▶ TASK STATEMENT:
Starting at the line that has "One pin per instance of the bare" and stopping after the line that has "<point>145,17</point>", write out those lines of the records below in full, requests included. Add 58 to both coordinates of every point listed after a "Target:" line, and leave the sample points in the requests unchanged.

□ □ □ □ □ □ □

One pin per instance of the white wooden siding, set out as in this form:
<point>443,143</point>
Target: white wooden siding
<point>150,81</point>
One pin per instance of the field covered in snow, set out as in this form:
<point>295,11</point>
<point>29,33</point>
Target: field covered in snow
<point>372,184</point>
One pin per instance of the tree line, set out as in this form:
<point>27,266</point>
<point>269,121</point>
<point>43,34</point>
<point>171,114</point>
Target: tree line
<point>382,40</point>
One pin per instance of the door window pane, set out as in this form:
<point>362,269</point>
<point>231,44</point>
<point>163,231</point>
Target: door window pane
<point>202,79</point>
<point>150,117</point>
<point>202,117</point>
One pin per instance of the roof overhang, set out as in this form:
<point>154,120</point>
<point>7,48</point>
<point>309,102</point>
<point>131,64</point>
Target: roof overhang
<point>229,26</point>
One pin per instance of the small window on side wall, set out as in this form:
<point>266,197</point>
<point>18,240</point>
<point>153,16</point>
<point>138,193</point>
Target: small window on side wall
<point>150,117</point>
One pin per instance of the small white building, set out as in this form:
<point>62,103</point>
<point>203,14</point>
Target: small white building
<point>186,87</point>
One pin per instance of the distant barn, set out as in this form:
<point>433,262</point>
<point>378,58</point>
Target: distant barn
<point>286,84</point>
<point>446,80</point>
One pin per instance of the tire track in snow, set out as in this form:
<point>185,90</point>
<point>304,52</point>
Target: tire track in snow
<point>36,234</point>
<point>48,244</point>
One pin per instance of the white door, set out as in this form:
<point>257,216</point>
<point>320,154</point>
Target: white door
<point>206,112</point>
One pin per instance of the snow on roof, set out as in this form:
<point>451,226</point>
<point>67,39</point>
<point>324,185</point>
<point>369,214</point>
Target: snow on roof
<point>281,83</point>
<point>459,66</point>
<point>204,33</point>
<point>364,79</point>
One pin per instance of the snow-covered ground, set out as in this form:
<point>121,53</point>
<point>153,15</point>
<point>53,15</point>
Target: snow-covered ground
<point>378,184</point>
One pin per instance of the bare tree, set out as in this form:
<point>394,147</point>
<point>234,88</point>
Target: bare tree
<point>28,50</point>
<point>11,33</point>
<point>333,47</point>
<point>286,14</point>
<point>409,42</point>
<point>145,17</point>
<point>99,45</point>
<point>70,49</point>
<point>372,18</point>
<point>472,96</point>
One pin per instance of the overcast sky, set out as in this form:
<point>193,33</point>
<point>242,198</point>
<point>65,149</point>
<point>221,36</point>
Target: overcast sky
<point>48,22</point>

□ □ □ □ □ □ □

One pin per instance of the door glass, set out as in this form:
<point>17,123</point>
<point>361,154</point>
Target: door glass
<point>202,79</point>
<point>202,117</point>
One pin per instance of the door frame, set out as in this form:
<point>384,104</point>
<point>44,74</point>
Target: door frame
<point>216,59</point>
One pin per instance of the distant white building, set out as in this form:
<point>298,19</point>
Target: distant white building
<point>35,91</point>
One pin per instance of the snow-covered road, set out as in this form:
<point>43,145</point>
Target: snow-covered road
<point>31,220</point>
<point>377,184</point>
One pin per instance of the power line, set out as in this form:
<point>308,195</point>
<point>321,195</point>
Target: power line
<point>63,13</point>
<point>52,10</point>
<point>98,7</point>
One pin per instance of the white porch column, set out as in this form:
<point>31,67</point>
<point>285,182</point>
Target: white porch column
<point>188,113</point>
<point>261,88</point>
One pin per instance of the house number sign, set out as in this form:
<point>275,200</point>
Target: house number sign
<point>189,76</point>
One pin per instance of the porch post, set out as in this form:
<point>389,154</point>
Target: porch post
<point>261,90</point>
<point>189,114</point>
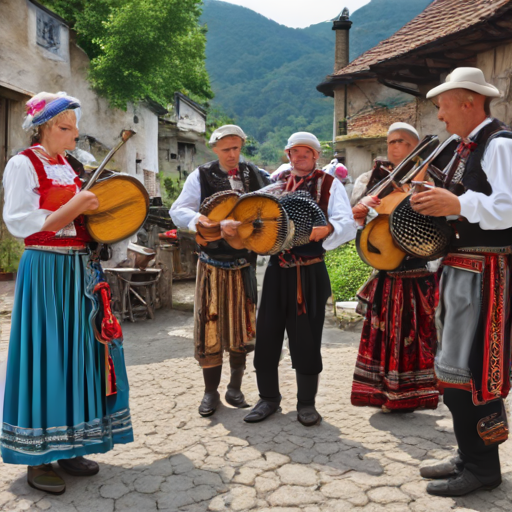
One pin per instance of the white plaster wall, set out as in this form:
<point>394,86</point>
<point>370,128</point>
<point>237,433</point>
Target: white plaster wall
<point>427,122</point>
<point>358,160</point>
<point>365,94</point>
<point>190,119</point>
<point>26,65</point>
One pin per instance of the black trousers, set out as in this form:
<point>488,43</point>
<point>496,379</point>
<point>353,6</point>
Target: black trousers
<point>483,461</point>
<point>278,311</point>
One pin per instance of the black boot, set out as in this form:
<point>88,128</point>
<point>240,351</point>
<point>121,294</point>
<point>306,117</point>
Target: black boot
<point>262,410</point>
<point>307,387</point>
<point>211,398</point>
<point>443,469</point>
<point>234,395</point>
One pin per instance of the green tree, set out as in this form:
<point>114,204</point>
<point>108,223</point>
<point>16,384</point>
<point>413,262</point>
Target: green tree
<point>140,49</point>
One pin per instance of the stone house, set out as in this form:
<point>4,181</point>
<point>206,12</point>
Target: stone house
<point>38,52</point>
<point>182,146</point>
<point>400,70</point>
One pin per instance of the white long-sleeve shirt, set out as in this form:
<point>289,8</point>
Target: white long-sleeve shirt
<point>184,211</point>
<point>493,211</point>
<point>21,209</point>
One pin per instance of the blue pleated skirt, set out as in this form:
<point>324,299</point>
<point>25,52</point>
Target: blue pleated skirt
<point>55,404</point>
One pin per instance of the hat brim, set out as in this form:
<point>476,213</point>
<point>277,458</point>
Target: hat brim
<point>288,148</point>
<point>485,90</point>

□ □ □ □ □ □ □

▶ RESPONSE TO THIS EXERCISE:
One pin per instance of the bare tree, set out as in this form:
<point>394,147</point>
<point>234,88</point>
Target: bare tree
<point>86,108</point>
<point>69,91</point>
<point>391,105</point>
<point>344,72</point>
<point>467,100</point>
<point>203,75</point>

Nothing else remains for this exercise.